» PROBLEM REQUIREMENTS: Reproduce the records word for word, leaving out any pictures they hold.

» GIVEN RECORDS:
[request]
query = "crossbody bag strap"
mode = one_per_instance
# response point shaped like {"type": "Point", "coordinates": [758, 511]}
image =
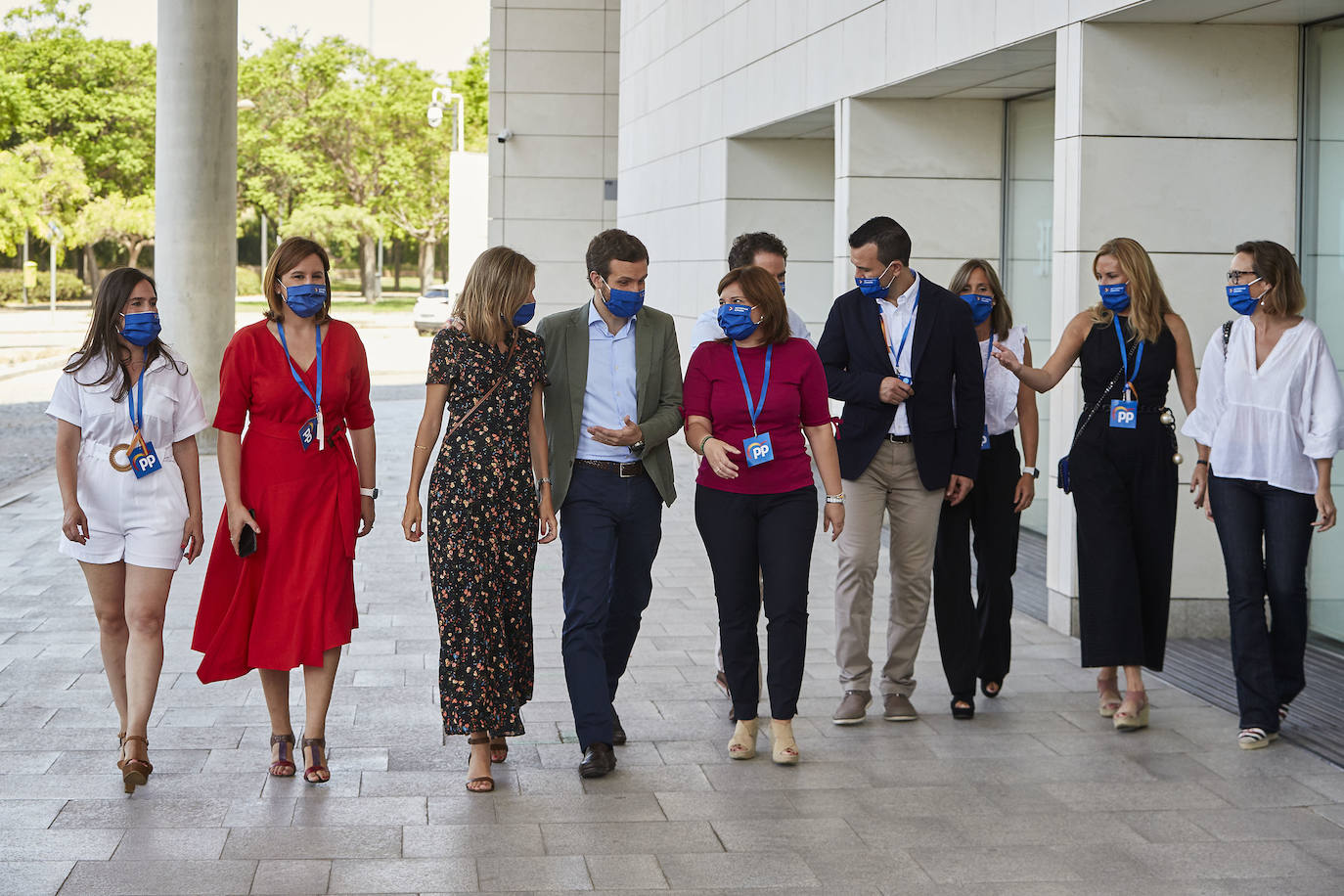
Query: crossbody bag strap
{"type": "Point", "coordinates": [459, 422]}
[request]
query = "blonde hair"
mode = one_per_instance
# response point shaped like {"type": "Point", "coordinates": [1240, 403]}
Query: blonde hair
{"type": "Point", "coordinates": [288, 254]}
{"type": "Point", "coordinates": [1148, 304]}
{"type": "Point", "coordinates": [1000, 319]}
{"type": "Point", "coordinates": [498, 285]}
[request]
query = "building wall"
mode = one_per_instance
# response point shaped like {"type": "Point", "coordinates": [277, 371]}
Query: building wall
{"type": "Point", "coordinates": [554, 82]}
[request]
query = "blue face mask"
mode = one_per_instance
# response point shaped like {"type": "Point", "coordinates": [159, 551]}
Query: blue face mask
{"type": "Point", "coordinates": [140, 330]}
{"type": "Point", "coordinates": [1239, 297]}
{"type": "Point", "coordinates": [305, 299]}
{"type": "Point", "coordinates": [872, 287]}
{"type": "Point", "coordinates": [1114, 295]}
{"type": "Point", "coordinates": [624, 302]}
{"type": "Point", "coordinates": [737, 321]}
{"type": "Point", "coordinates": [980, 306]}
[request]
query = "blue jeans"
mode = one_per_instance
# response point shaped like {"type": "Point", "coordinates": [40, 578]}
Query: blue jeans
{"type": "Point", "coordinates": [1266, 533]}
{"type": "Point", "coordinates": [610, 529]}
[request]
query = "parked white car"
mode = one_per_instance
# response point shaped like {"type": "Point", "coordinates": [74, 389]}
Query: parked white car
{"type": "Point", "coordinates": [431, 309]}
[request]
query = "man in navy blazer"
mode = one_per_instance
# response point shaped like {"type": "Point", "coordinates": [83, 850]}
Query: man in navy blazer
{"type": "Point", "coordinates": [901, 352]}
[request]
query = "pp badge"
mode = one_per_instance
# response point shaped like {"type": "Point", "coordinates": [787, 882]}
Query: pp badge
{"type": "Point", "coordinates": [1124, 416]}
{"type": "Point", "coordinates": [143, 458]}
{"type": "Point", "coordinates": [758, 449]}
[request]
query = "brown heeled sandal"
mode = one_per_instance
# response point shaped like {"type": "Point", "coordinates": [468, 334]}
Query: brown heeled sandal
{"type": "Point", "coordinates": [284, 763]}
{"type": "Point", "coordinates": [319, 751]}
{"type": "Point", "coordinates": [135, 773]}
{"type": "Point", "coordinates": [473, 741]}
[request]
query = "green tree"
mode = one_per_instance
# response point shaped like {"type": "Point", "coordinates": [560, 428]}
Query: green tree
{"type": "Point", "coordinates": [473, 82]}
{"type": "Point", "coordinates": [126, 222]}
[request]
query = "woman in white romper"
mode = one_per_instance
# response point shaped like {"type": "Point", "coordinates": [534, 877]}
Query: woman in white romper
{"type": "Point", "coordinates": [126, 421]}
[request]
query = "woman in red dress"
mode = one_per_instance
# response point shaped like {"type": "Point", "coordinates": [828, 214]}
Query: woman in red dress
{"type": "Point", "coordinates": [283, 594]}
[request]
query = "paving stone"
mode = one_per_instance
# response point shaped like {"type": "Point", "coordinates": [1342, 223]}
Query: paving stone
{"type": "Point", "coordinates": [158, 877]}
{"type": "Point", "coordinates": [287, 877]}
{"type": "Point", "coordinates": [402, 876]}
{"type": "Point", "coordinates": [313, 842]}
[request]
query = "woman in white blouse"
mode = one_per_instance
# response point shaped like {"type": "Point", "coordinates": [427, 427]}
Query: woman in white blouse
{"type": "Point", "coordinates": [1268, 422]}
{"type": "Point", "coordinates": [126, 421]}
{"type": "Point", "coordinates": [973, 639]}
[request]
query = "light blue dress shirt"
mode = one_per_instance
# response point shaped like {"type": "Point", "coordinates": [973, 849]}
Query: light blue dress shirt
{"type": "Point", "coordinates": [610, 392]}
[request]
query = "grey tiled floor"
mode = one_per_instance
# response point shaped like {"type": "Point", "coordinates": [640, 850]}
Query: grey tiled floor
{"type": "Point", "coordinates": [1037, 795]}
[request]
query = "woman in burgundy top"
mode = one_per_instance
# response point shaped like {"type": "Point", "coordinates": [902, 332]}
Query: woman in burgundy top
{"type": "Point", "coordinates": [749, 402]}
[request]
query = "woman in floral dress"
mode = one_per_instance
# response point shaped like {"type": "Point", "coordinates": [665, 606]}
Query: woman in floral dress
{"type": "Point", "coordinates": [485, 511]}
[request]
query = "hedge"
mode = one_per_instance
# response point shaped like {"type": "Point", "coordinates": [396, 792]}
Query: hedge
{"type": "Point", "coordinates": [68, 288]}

» SOLUTION FOR THIS TASK:
[request]
query = "crossbody bag strap"
mode = one_per_instance
# response point shaped like {"type": "Point", "coordinates": [758, 511]}
image =
Query: crossbody bag strap
{"type": "Point", "coordinates": [459, 422]}
[request]
query = "blonde hair"
mode = one_per_instance
# response point shaped like {"type": "Point", "coordinates": [1240, 403]}
Query: blonde hair
{"type": "Point", "coordinates": [288, 254]}
{"type": "Point", "coordinates": [1148, 304]}
{"type": "Point", "coordinates": [1000, 319]}
{"type": "Point", "coordinates": [498, 285]}
[request]
query = "building wall"
mode = one_per_instance
# response point shaped like {"type": "Point", "coordinates": [277, 371]}
Query: building wall
{"type": "Point", "coordinates": [554, 82]}
[request]
query = "blue face mask"
mode = one_per_instance
# response point shaped like {"type": "Point", "coordinates": [159, 551]}
Query: blue face mask
{"type": "Point", "coordinates": [140, 330]}
{"type": "Point", "coordinates": [1239, 297]}
{"type": "Point", "coordinates": [305, 299]}
{"type": "Point", "coordinates": [872, 287]}
{"type": "Point", "coordinates": [1114, 295]}
{"type": "Point", "coordinates": [624, 302]}
{"type": "Point", "coordinates": [737, 321]}
{"type": "Point", "coordinates": [980, 306]}
[request]
query = "blue jeans"
mode = one_per_instance
# response point shaped like {"type": "Point", "coordinates": [40, 578]}
Query: blue jeans
{"type": "Point", "coordinates": [1266, 533]}
{"type": "Point", "coordinates": [610, 529]}
[request]
query = "parked white car"
mode = one_per_instance
# response point shaped like {"type": "Point", "coordinates": [74, 389]}
Query: parked white car
{"type": "Point", "coordinates": [431, 309]}
[request]
query = "man in navy blazer"
mode = one_per_instance
# response point shaped like {"type": "Point", "coordinates": [83, 850]}
Query: man in navy blazer
{"type": "Point", "coordinates": [901, 352]}
[request]
query = "pp badge"
mode = one_per_instance
# response point shaped like {"type": "Point", "coordinates": [787, 882]}
Query: pp badge
{"type": "Point", "coordinates": [1124, 416]}
{"type": "Point", "coordinates": [143, 458]}
{"type": "Point", "coordinates": [758, 449]}
[request]
query = "brown heeled sandal"
mode = one_per_instance
# response point shaped like {"type": "Point", "coordinates": [468, 334]}
Query: brown heeled sandal
{"type": "Point", "coordinates": [284, 763]}
{"type": "Point", "coordinates": [319, 751]}
{"type": "Point", "coordinates": [135, 773]}
{"type": "Point", "coordinates": [473, 741]}
[request]
query = "green tree"
mode = one_per_instance
# response point shaped like {"type": "Point", "coordinates": [560, 428]}
Query: green tree
{"type": "Point", "coordinates": [473, 82]}
{"type": "Point", "coordinates": [126, 222]}
[request]
query = "woman in white romper"
mode = one_per_instance
# response point shaped like {"type": "Point", "coordinates": [534, 877]}
Query: woman in white romper
{"type": "Point", "coordinates": [126, 421]}
[request]
query = "woman in red dress"
mode = one_per_instance
# response point shaped like {"type": "Point", "coordinates": [828, 214]}
Query: woman in red dress
{"type": "Point", "coordinates": [283, 594]}
[request]
query = "paving stone"
mode = one_per_instance
# response point shaped like {"type": "Point", "coordinates": [1342, 223]}
Query: paving stone
{"type": "Point", "coordinates": [158, 877]}
{"type": "Point", "coordinates": [287, 877]}
{"type": "Point", "coordinates": [402, 876]}
{"type": "Point", "coordinates": [313, 842]}
[request]
query = "woman in white blouse"
mode = one_per_instance
# response point shaped like {"type": "Point", "coordinates": [427, 427]}
Query: woman in white blouse
{"type": "Point", "coordinates": [1268, 422]}
{"type": "Point", "coordinates": [126, 421]}
{"type": "Point", "coordinates": [973, 639]}
[request]
query = "light blue dress shirt"
mode = one_per_instance
# response point shaped like {"type": "Point", "coordinates": [973, 849]}
Query: light blue dress shirt
{"type": "Point", "coordinates": [610, 392]}
[request]
query = "grey tiled floor"
mode = one_per_instance
# response point shaped like {"type": "Point", "coordinates": [640, 850]}
Query: grey tiled floor
{"type": "Point", "coordinates": [1037, 795]}
[request]
query = "woman in burgundy top"
mode = one_per_instance
# response point shaped like {"type": "Point", "coordinates": [902, 332]}
Query: woman in burgundy top
{"type": "Point", "coordinates": [749, 402]}
[request]
query = "woman in floral dress"
mode = one_per_instance
# response point shaped like {"type": "Point", "coordinates": [665, 606]}
Query: woman in floral dress
{"type": "Point", "coordinates": [485, 511]}
[request]
query = "hedge"
mode = one_per_instance
# response point shaped like {"type": "Point", "coordinates": [396, 792]}
Query: hedge
{"type": "Point", "coordinates": [68, 288]}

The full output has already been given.